▶ **Supplied passage**:
┄┄┄┄┄┄┄┄┄┄
I-SIRch: Using artificial intelligence to improve the investigation of factors contributing to adverse maternity incidents involving Black mothers and families

Black women are five times more likely to die in the UK as a result of complications in their pregnancy than White women. Women of Black heritage are around 83% more likely to suffer a ‘near miss’ in childbirth. Research also found that Black children have a 121% increased risk of stillbirth and a 50% increased risk of neonatal death. At the moment, we do not have an accurate picture of the causes contributing to these statistics. Research points to biological factors (e.g., obesity or the birth history of mothers) as one cause of poor outcomes in maternity. Similarly, social and economic factors (e.g., language barriers, unemployment) are thought to play a role. Finally, the quality of care (e.g., poor communication with the mother, lack of knowledge on health issues) given to Black mothers and families is likely to be a factor. Incidents of maternal death have been reported in recent news: Black women four times more likely to die in childbirth ; Black women in UK four times more likely to die in pregnancy and childbirth

The project is led by Dr Patrick Waterson from Loughborough University’s Human Factors and Complex Systems Group in the School of Design and Creative Arts and Dr Georgina Cosma, an expert in Artificial Intelligence and Data Science from the Department of Computer Science, in close collaboration with the Healthcare Safety Investigation Branch (HSIB) with funding from the Health Foundation and NHSX – via NIHR.
┄┄┄┄┄┄┄┄┄┄
▶ **Extracted entries**:
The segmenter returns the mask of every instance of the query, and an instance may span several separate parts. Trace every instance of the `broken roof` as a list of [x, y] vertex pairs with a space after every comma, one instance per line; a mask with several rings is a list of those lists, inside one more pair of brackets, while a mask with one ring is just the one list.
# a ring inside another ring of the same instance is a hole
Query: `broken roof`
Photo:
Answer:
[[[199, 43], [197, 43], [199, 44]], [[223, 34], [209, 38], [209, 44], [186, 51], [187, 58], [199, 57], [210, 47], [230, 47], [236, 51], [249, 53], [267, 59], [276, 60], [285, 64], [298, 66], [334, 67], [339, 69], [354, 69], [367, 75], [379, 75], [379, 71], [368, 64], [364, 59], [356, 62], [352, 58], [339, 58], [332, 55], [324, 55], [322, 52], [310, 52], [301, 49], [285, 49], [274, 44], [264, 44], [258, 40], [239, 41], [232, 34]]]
┄┄┄┄┄┄┄┄┄┄
▶ **Exercise requirements**:
From the I-SIRch project description, list every percentage figure with the outcome and group it refers to. Please use only the I-SIRch project description, not the items.

▶ **Result below**:
- 83%: the greater likelihood that women of Black heritage suffer a "near miss" in childbirth
- 121%: the increased risk of stillbirth for Black children
- 50%: the increased risk of neonatal death for Black children